**What this task involves**. Rewrite all of the records below, replacing "SHOULD" with "MUST" everywhere it occurs and leaving everything else unchanged.

**Provided records**.
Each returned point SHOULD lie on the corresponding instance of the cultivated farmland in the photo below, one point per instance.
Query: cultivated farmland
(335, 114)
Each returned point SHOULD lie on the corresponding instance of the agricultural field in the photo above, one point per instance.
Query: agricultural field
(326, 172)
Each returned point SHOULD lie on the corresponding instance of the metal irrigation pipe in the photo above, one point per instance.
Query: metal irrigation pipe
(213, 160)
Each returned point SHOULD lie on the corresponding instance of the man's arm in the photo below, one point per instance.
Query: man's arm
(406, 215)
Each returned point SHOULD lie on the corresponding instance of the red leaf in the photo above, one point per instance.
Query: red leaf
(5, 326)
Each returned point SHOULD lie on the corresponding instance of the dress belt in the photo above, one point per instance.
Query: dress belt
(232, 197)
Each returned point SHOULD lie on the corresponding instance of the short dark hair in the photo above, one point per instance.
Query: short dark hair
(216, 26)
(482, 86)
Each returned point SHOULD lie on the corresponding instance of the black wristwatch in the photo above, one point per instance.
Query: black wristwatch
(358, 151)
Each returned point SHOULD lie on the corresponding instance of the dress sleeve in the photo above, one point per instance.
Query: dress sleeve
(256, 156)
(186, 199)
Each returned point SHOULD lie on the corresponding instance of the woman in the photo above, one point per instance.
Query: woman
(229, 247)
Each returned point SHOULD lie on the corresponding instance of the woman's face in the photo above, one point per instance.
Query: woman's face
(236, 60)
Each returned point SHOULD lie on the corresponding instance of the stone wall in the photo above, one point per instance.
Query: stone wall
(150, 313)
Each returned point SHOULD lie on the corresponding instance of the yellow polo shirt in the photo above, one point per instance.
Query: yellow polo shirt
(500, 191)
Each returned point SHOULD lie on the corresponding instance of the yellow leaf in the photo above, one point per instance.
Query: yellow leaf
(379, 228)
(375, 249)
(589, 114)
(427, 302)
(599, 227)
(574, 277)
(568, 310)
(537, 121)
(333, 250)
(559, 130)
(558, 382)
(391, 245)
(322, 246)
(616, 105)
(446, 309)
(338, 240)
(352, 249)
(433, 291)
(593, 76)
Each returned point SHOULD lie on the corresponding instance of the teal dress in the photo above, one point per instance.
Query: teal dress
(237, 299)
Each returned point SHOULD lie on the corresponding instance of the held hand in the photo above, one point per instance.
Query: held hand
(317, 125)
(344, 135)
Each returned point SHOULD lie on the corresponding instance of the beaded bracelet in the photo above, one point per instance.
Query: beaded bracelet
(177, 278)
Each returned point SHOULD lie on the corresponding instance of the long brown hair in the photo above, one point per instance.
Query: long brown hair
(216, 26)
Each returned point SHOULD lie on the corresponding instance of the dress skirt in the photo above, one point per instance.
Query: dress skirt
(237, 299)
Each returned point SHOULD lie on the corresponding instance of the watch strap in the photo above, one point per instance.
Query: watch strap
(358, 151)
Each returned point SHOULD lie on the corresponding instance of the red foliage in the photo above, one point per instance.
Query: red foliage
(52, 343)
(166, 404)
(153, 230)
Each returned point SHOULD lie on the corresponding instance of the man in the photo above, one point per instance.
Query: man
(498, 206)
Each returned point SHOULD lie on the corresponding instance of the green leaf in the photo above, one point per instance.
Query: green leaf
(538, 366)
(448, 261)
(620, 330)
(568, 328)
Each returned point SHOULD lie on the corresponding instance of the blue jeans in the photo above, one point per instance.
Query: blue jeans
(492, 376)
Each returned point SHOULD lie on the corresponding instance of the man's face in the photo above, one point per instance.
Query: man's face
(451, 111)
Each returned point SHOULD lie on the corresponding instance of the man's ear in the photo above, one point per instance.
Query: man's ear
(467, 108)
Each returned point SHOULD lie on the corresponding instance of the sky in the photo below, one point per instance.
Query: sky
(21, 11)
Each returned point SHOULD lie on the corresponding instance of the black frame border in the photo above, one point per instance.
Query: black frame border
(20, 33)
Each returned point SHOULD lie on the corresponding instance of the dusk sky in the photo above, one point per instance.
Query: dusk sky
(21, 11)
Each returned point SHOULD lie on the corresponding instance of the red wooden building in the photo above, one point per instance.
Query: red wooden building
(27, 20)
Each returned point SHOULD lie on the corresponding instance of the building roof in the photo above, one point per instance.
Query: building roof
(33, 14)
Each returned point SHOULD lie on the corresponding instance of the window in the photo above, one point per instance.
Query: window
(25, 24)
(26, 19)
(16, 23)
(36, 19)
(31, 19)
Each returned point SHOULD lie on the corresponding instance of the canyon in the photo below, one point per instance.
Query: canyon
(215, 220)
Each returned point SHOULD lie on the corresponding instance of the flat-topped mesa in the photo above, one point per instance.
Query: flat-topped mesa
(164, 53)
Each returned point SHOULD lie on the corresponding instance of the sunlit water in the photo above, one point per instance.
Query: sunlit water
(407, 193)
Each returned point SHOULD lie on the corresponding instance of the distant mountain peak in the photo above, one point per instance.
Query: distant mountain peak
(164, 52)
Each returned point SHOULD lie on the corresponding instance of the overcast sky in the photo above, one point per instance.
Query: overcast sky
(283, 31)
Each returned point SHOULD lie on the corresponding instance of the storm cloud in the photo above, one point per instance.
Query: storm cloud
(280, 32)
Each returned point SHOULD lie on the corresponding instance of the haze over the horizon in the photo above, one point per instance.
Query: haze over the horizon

**Output for this exercise**.
Each returned point MUST lie on the corresponding instance of the cultivated farmland in the photo below, one point per instance.
Query: cultivated farmland
(335, 114)
Each returned point MUST lie on the corresponding instance of the agricultural field in the photo above, one point per instance.
Query: agricultural field
(326, 172)
Each returned point MUST lie on the corresponding instance of the metal irrigation pipe in the photo above, one point per instance.
Query: metal irrigation pipe
(213, 160)
Each returned point MUST lie on the corresponding instance of the man's arm in the photo below, one point per instance.
Query: man's arm
(406, 215)
Each returned point MUST lie on the corresponding instance of the red leaf in the photo above, one point per instance.
Query: red leaf
(5, 326)
Each returned point MUST lie on the corresponding instance of the dress belt in the photo above, one point per instance.
Query: dress belt
(232, 197)
Each returned point MUST lie on the corresponding instance of the short dark hair in the photo above, one point per instance.
Query: short dark hair
(216, 26)
(482, 86)
Each returned point MUST lie on the corresponding instance of the black wristwatch in the photo above, one point per instance.
Query: black wristwatch
(358, 151)
Each returned point MUST lie on the corresponding instance of the dress sleeve in the photo above, one point per instance.
Query: dress sleeve
(256, 156)
(186, 199)
Each returned point MUST lie on the corresponding instance of the woman in the photo above, one point per instance.
Query: woman
(229, 247)
Each returned point MUST lie on the corresponding instance of the woman's face in the photo above, one point per instance.
Query: woman's face
(236, 60)
Each returned point MUST lie on the corresponding instance of the stone wall in the photo above, one point per instance.
Query: stone wall
(150, 313)
Each returned point MUST lie on the corresponding instance of the yellow polo shirt in the photo above, one point per instance.
Query: yellow polo shirt
(500, 191)
Each returned point MUST lie on the corresponding instance of the yellow leaf in the photo above, one point per instance.
Query: yellow leaf
(379, 228)
(375, 249)
(589, 114)
(427, 302)
(599, 227)
(574, 277)
(568, 310)
(537, 121)
(333, 250)
(559, 130)
(558, 382)
(391, 245)
(322, 246)
(616, 105)
(446, 309)
(338, 240)
(352, 249)
(433, 291)
(593, 76)
Each returned point MUST lie on the corresponding instance of the teal dress in the photo above, one point per instance.
Query: teal dress
(237, 299)
Each returned point MUST lie on the corresponding instance of the held hand in the photo above, one point per instance.
Query: held hand
(317, 125)
(344, 135)
Each returned point MUST lie on the corresponding instance of the beaded bracelet in the photo above, one point per instance.
Query: beaded bracelet
(177, 278)
Each returned point MUST lie on the corresponding instance of the long brown hair in the photo above, one point per instance.
Query: long brown hair
(216, 26)
Each returned point MUST lie on the corresponding instance of the dress skirt in the photo above, one point per instance.
Query: dress skirt
(237, 299)
Each returned point MUST lie on the corresponding instance of the watch strap in the photo above, one point per instance.
Query: watch strap
(358, 151)
Each returned point MUST lie on the corresponding instance of the red foliage in the photo above, one point per instance.
Query: red foliage
(52, 343)
(166, 404)
(153, 230)
Each returned point MUST lie on the corresponding instance of the man in the photo above, one point per instance.
Query: man
(498, 206)
Each returned point MUST lie on the corresponding instance of the green leaf in the photo above, one point per instance.
Query: green leaf
(538, 366)
(448, 261)
(620, 330)
(568, 328)
Each returned point MUST lie on the corresponding instance of the blue jeans in the photo above, one point per instance.
Query: blue jeans
(492, 376)
Each returned point MUST lie on the corresponding instance of the man's face in the photo above, one point per instance.
Query: man's face
(451, 111)
Each returned point MUST lie on the corresponding instance of the man's ear in the photo above, one point per instance.
Query: man's ear
(467, 108)
Each returned point MUST lie on the corresponding instance of the sky in the photo below, one point per instance.
Query: sky
(21, 11)
Each returned point MUST lie on the corresponding instance of the black frame border in the photo above, one point per instance.
Query: black frame border
(20, 33)
Each returned point MUST lie on the corresponding instance of the dusk sky in the photo above, one point per instance.
Query: dusk sky
(21, 11)
Each returned point MUST lie on the corresponding instance of the red wooden building in the photo above, one point per instance.
Query: red wooden building
(27, 20)
Each returned point MUST lie on the corresponding instance of the building roof in the photo above, one point per instance.
Query: building roof
(33, 14)
Each returned point MUST lie on the corresponding instance of the window in the photo above, one point per instance.
Query: window
(25, 24)
(26, 19)
(16, 23)
(36, 19)
(31, 19)
Each returned point MUST lie on the corresponding instance of the canyon in the photo below, one point per instance.
Query: canyon
(215, 220)
Each returned point MUST lie on the corresponding instance of the flat-topped mesa in the photo above, one point per instance.
Query: flat-topped mesa
(164, 53)
Each returned point MUST lie on the corresponding instance of the sunlit water in the photo above, one point per instance.
Query: sunlit water
(407, 193)
Each returned point MUST lie on the corresponding instance of the distant mountain peak in the photo above, one point per instance.
Query: distant mountain peak
(164, 52)
Each returned point MUST lie on the corresponding instance of the overcast sky in the photo above, one point per instance.
Query: overcast sky
(283, 31)
Each returned point MUST lie on the corresponding instance of the storm cloud in the photo above, one point per instance.
Query: storm cloud
(280, 32)
Each returned point MUST lie on the corresponding instance of the haze over the horizon in the photo above, one point per instance.
Query: haze over the horizon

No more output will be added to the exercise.